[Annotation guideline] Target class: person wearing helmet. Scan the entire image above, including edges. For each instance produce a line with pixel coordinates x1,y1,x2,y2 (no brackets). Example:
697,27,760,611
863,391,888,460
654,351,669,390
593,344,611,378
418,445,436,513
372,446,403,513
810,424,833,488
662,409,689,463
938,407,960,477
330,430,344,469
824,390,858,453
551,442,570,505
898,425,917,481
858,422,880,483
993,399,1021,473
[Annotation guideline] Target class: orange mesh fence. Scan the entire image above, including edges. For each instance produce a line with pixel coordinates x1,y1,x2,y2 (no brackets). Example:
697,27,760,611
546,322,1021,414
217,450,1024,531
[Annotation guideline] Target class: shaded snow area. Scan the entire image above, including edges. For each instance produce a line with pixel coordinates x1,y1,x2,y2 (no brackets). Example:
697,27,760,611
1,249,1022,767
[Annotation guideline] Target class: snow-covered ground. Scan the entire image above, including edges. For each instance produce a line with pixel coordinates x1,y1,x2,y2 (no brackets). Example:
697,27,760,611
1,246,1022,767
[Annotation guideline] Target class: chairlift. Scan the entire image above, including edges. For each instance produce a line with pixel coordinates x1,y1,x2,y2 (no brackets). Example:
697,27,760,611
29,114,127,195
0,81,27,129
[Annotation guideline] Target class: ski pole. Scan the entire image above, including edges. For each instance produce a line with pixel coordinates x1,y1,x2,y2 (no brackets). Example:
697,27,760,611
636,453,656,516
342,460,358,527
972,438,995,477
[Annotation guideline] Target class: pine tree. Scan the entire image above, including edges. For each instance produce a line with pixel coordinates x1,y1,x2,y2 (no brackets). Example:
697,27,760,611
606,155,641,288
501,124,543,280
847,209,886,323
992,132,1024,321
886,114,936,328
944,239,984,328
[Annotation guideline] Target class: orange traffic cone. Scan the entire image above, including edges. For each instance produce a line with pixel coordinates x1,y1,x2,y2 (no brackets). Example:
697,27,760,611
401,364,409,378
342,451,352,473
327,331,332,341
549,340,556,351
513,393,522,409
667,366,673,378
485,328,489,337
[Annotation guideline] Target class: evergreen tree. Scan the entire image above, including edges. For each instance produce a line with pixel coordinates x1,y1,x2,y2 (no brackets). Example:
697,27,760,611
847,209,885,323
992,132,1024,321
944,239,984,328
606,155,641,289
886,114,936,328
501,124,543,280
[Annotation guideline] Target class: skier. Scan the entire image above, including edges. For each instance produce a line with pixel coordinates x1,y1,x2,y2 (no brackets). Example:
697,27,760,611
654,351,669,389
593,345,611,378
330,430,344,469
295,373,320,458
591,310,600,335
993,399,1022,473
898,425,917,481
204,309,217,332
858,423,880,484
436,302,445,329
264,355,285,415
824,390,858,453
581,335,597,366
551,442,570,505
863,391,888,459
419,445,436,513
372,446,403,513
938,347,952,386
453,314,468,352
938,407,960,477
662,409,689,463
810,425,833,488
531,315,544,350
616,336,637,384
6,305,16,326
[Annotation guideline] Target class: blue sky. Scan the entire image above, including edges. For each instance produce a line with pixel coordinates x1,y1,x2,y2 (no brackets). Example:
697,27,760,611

********

■ Work to complete:
A single figure, please: the number of lines in the data that hold the string "snow".

■ Exercise result:
2